* **EXTRACT TO READ**

August 22, 2023
This is the fifth post in a series on implementing a type checker with the Eqlog Datalog engine. In this post, we’ll extend our type system with generics, or polymorphism, and implement Hindley-Milner type inference.
You can find the other posts here:
In the last post, we completed our type checker for a simply typed language. This type checker accepts a program only if it can assign a uniquely determined, concrete type to every expression and variable in the program. But this can be overly restrictive; our type checker rejects some sensible programs. Consider this example:
function id(x) {
return x;
}
let a = id(5);
let b = id('xyz');
The problem here is a type conflict for the variable x
:
Our type checker infers that x
must have type
number
due to the call id(5)
, but that it must
also have type string
due to the call
id('xyz')
. On the other hand, if we removed the two calls
to id
, so that id
was never called, then our
type checker would reject the program because the type of x
would not be determined.
Our goal for this post is to implement polymorphism, or
generics, which will make the program above type check with
inferred polymorphic type id : (a) => a
where
a
is a type variable. At the two call sites of the
id
function, our new version of the type checker implicitly
instantiates the polymorphic type of id
by plugging in
number
and string
, respectively, for the type
variable a
.
Polymorphism makes it necessary for us to deal with type variables.
We represent these in our Eqlog program as a Type
elements
which cannot be obtained by applying one of the type constructors to
other Type
elements. Our previous checker for simple types
would report an error if it found such Type
elements after
Eqlog evaluation, but we will relax this check later on.
In addition to the monomorphic types or monotypes that we’ve
seen so far, we now also consider polymorphic types or
polytypes. Both monotypes and polytypes are given by an
underlying Type
element.
Sort GeneralType;
Func MonoType : Type -> GeneralType;
Func PolyType : Type -> GeneralType;
The difference between monotypes and polytypes lies in how we
interpret type variables occurring in the underlying Type
element:
A MonoType(ty)

* **TASK REQUIREMENTS**
In the post on adding generics to the Eqlog type checker, what polymorphic type is inferred for the function id?

* **RECORD SET**
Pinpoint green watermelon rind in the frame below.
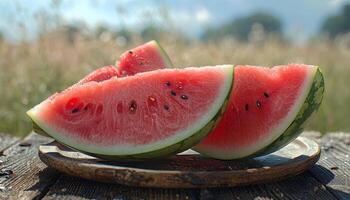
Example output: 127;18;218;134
27;65;233;160
192;66;324;160
249;67;325;157
151;40;174;68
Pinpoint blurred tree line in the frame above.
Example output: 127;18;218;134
0;1;350;43
321;4;350;38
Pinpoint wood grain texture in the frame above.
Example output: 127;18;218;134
310;133;350;200
0;134;59;199
200;173;336;200
39;138;320;188
43;176;197;200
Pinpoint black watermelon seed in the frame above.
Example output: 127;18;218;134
72;108;79;113
256;100;261;108
181;95;188;100
164;105;169;110
129;100;137;113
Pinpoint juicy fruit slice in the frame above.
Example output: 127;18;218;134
28;65;233;159
116;40;172;76
77;65;119;84
194;64;324;159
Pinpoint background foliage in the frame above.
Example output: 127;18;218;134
0;1;350;136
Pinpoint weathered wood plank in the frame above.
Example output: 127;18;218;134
200;132;337;199
43;175;197;200
200;172;336;200
0;133;20;152
0;134;59;199
310;133;350;199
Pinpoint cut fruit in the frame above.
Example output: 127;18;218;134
194;64;324;159
77;65;119;84
116;40;172;76
27;65;233;159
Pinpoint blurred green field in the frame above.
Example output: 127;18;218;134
0;32;350;136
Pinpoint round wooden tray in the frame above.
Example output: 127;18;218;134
39;137;320;188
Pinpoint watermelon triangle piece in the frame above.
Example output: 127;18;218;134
27;65;233;159
193;64;324;159
116;40;173;76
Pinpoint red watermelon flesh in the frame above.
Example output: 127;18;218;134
28;66;233;157
194;64;317;159
78;65;119;84
116;40;172;76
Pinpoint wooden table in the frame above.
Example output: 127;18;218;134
0;133;350;200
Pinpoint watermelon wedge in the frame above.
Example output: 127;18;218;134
116;40;173;76
193;64;324;159
27;65;233;159
77;65;119;84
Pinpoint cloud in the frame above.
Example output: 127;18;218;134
195;7;211;24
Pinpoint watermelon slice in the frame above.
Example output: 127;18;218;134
27;65;233;159
194;64;324;159
116;40;172;76
77;65;119;84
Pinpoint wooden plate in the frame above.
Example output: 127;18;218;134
39;137;320;188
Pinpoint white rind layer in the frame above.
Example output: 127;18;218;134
193;66;318;160
27;65;233;156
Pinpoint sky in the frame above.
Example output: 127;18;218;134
0;0;350;41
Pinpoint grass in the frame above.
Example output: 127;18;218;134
0;32;350;136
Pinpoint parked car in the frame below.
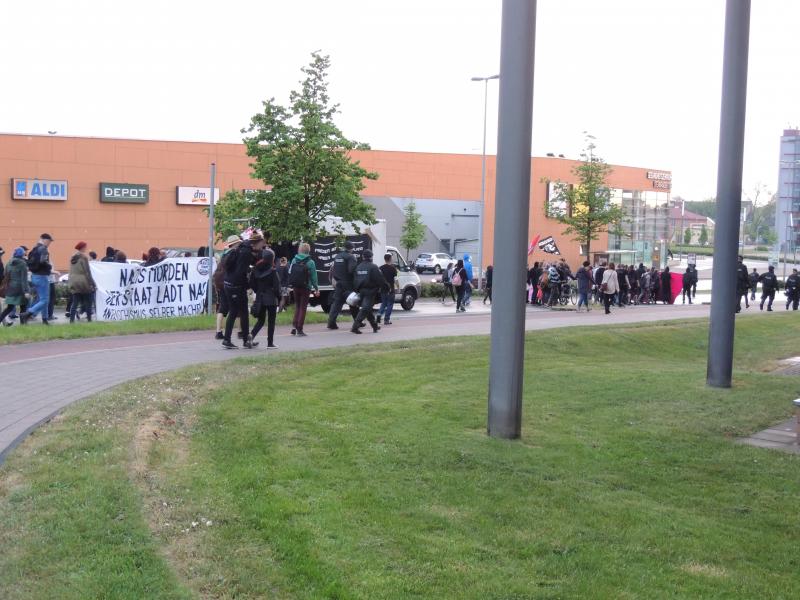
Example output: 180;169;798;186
414;252;456;275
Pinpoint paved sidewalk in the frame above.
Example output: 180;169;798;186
0;305;708;464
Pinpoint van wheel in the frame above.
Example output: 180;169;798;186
400;288;417;310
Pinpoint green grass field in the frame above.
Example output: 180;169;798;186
0;314;800;600
0;309;328;346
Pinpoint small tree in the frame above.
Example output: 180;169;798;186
400;200;425;260
700;225;708;246
242;52;378;240
546;137;625;257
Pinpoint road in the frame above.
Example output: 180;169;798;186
0;303;709;464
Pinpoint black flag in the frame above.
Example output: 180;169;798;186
539;235;561;254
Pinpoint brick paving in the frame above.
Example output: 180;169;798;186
0;305;708;464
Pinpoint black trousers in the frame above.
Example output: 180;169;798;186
225;285;250;342
328;282;358;327
253;305;278;344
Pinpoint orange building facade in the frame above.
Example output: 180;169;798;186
0;134;669;270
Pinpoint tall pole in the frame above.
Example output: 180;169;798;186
487;0;536;439
706;0;750;388
206;163;217;315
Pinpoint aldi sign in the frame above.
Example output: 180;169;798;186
11;178;67;202
100;182;150;204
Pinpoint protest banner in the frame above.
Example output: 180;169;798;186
89;257;213;321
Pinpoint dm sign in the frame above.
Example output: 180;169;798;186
11;178;67;202
100;182;150;204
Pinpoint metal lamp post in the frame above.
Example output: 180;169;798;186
472;75;500;289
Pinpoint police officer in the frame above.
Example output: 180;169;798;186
328;242;358;329
786;269;800;310
736;256;750;312
350;250;387;334
758;265;778;312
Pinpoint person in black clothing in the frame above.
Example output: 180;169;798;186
786;269;800;310
758;266;778;312
350;250;386;334
483;265;494;304
222;234;264;349
250;248;281;348
328;242;360;329
736;256;750;313
378;254;397;325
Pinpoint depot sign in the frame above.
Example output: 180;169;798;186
11;178;67;202
100;182;150;204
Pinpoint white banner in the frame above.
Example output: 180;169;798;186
89;258;212;321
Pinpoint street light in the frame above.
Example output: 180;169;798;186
472;75;500;289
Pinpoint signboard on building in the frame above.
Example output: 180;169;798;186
177;186;219;206
11;178;67;202
100;182;150;204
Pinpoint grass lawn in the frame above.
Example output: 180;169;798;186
0;313;800;600
0;310;328;346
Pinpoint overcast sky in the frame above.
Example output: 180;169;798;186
0;0;800;199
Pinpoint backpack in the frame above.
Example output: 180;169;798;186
289;256;311;287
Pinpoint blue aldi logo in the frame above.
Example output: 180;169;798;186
11;179;67;202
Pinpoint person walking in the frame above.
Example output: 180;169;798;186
785;269;800;310
222;233;265;350
600;263;619;315
69;242;97;323
0;248;30;327
483;265;494;304
758;265;778;312
575;260;594;312
289;242;319;337
350;250;386;334
378;254;397;325
250;248;281;349
19;233;53;325
328;241;360;329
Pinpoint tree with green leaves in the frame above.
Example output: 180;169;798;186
699;225;708;246
546;136;625;258
400;200;425;260
242;52;378;241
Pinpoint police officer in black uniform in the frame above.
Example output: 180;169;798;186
736;256;750;312
350;250;387;333
786;269;800;310
758;265;778;312
328;242;358;329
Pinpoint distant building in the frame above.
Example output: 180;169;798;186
775;129;800;251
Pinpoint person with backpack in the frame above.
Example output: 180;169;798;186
222;233;265;350
289;242;319;337
328;240;360;329
350;250;387;334
0;248;30;327
758;265;778;312
250;248;281;349
19;233;53;325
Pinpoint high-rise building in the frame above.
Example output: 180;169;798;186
775;129;800;252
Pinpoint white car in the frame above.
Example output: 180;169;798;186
414;252;456;275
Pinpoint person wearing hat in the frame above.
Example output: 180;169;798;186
19;233;53;325
0;248;30;327
211;235;242;340
328;241;358;329
222;233;266;349
350;250;387;334
68;242;97;323
785;269;800;310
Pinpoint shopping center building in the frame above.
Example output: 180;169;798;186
0;134;671;270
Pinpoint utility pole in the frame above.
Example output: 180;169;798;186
487;0;536;439
706;0;750;388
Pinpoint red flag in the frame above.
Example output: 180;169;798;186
528;235;542;256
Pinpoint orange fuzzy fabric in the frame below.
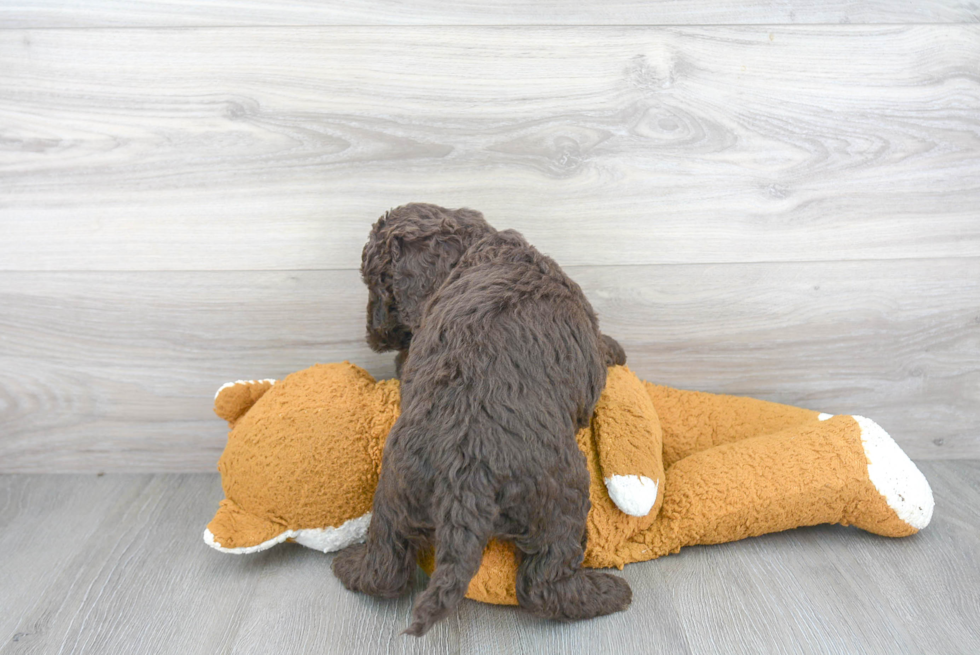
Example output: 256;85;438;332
208;362;931;604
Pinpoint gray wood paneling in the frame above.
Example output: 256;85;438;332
0;461;980;655
0;0;980;28
0;26;980;270
0;259;980;472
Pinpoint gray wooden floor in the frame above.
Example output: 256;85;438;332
0;0;980;473
0;460;980;655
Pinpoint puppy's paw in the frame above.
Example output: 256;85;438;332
585;570;633;616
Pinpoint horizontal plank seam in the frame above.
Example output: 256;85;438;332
0;252;980;275
0;22;980;32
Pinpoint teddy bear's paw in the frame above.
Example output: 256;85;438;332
214;380;276;423
853;416;935;530
605;475;659;516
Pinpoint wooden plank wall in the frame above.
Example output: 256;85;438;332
0;0;980;472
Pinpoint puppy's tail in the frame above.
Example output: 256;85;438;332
405;502;492;637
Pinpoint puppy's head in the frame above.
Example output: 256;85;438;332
361;203;495;352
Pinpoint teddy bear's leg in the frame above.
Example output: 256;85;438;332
621;415;933;561
214;380;276;427
333;471;417;598
643;382;820;466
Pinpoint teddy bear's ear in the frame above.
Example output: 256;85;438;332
214;380;276;427
592;366;664;518
204;498;290;554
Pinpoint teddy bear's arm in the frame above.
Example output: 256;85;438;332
643;382;823;467
618;415;933;562
592;366;664;517
214;380;276;427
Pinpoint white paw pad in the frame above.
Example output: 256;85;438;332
605;475;659;516
854;416;935;530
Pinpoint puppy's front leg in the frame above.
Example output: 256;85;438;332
333;469;417;598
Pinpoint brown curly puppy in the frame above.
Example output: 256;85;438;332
333;204;632;635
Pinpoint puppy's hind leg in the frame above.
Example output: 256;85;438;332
405;494;495;637
517;526;633;621
333;475;417;598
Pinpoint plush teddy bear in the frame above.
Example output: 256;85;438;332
204;362;933;604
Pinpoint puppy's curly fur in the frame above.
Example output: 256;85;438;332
333;204;632;635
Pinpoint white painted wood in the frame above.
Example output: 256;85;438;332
0;0;980;28
0;26;980;270
0;461;980;655
0;259;980;472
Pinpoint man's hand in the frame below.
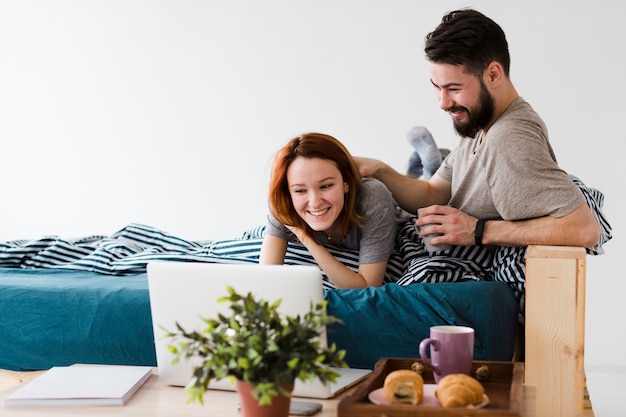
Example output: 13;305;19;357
415;205;478;246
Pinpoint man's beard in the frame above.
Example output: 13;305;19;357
449;80;495;138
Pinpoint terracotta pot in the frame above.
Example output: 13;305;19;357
235;380;293;417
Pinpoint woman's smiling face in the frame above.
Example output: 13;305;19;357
287;156;348;231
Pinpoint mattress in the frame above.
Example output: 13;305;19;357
0;268;518;371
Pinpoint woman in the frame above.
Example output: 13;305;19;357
259;133;408;288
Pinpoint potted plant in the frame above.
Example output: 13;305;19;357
166;287;347;416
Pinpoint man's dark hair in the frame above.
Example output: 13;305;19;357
424;9;511;77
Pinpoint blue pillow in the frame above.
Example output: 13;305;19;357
325;281;518;369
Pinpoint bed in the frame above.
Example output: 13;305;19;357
0;176;611;416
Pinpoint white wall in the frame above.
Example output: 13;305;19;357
0;0;626;367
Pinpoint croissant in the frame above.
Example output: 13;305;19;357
383;369;424;404
435;374;485;407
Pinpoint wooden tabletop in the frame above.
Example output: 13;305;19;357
0;370;593;417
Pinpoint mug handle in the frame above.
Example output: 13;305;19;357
420;338;441;374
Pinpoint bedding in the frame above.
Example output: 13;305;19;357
0;268;518;371
0;173;611;370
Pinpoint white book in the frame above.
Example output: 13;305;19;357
4;365;152;407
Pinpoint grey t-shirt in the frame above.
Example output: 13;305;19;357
265;178;410;264
437;98;585;220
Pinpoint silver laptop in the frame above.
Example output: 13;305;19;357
147;262;370;398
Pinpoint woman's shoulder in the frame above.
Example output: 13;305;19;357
361;178;391;196
358;178;395;207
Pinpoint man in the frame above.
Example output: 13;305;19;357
355;10;600;247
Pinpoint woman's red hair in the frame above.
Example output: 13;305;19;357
269;133;362;238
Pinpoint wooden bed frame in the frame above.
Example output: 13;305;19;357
0;246;593;417
524;246;586;417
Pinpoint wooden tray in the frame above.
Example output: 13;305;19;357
337;358;524;417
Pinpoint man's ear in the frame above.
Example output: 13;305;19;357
485;61;504;86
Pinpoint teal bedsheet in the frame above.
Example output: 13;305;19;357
0;268;518;370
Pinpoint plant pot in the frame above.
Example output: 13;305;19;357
235;380;293;417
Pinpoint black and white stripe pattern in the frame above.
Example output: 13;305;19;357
0;176;612;311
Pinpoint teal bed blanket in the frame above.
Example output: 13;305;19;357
0;268;518;371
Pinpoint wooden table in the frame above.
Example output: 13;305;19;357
0;372;535;417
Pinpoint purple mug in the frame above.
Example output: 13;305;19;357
419;326;474;383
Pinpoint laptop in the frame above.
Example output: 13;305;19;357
147;261;371;399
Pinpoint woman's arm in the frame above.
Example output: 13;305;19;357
289;227;387;288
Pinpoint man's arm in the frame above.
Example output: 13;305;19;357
483;204;600;248
354;157;451;214
415;204;600;248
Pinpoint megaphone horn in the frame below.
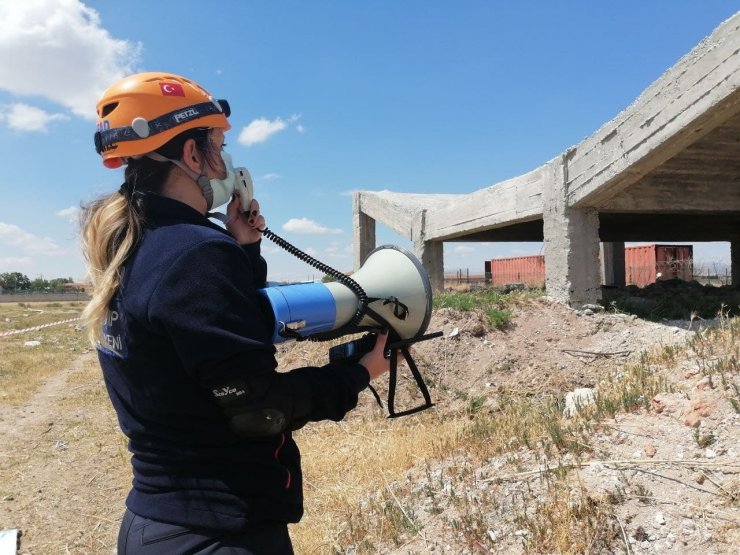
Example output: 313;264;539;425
258;245;432;343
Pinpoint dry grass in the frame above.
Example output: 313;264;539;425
0;305;740;554
0;302;89;406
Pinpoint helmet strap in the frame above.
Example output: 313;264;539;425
145;152;213;209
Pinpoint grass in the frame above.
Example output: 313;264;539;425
434;288;544;329
0;302;89;406
0;300;740;555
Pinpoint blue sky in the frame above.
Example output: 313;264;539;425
0;0;738;280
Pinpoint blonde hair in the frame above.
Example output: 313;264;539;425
81;192;143;346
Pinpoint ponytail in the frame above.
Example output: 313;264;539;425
80;128;215;346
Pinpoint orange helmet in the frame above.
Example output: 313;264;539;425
95;72;231;168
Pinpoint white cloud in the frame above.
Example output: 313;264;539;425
0;0;141;119
283;218;342;235
238;114;301;146
57;206;80;224
0;222;64;256
0;103;69;133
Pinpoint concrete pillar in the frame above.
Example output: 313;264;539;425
411;210;445;293
352;193;375;272
542;152;601;307
601;242;626;287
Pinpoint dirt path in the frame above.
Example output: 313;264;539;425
0;353;95;446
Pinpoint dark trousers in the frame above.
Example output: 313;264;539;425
118;510;293;555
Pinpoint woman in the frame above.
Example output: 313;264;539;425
83;73;389;554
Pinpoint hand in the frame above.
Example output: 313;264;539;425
226;198;267;245
359;331;404;381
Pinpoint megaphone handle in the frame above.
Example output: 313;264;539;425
388;347;434;418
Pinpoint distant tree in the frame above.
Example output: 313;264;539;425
49;278;74;293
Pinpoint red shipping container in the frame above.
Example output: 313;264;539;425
624;245;694;287
491;254;545;287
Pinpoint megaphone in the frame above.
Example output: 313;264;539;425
258;245;432;343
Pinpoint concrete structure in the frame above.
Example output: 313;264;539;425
354;12;740;306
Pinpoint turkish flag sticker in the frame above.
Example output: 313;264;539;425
159;83;185;96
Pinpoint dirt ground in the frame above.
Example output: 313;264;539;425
0;298;740;555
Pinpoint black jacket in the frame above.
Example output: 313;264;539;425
98;195;369;531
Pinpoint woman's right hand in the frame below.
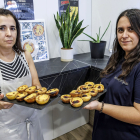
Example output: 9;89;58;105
0;94;14;110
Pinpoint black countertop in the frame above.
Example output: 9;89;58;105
35;53;109;78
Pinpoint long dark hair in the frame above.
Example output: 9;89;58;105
0;8;24;54
100;9;140;79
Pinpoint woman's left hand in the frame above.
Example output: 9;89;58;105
83;100;101;110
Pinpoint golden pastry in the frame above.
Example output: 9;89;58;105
88;88;98;97
85;82;94;89
35;87;47;95
81;93;91;102
36;94;50;105
77;85;89;93
25;86;37;94
16;92;28;101
17;85;28;93
24;93;37;103
70;97;83;107
6;91;18;100
61;94;71;103
70;90;83;97
94;84;104;92
46;88;59;97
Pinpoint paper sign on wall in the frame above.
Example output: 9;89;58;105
19;20;49;62
4;0;34;20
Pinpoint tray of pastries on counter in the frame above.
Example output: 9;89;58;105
58;82;106;111
2;85;60;110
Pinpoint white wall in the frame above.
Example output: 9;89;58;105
0;0;140;58
92;0;140;55
34;0;91;58
0;0;91;58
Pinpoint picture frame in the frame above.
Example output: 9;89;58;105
19;19;49;62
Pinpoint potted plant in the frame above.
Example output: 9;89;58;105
54;6;86;61
80;21;111;59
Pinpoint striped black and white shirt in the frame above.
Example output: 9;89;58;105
0;53;29;93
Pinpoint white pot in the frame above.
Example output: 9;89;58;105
61;48;73;62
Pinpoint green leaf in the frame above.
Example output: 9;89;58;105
83;33;97;42
72;13;78;31
71;10;76;22
64;28;68;48
54;15;60;30
69;26;87;46
96;33;100;42
59;27;64;47
100;21;111;41
72;20;84;36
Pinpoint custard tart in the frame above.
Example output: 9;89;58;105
46;88;59;97
35;87;47;95
85;82;94;89
6;91;18;100
61;94;71;103
77;85;89;93
94;84;104;92
24;93;37;103
25;86;37;94
17;85;28;93
70;90;83;97
16;92;28;101
70;97;83;107
36;94;50;105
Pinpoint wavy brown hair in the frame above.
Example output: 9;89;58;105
100;9;140;79
0;8;24;54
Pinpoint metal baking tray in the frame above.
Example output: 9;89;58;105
58;89;107;111
2;94;60;110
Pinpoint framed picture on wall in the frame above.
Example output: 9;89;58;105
19;20;49;62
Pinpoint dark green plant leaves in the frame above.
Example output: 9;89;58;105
79;21;111;43
54;6;86;48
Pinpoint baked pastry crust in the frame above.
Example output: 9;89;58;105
17;85;28;93
36;94;50;105
35;87;47;95
25;86;37;94
46;88;59;97
70;97;83;107
85;82;95;89
16;92;28;101
89;88;98;97
61;94;71;103
70;90;83;97
81;93;91;102
77;85;89;93
24;93;37;103
94;84;104;92
6;91;18;100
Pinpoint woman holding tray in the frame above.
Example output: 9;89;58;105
84;9;140;140
0;9;43;140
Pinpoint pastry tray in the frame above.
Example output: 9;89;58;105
58;89;107;111
2;94;60;110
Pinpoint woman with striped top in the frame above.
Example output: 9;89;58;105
0;9;43;140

* **ANSWER BELOW**
(a) => a, where a is a type variable.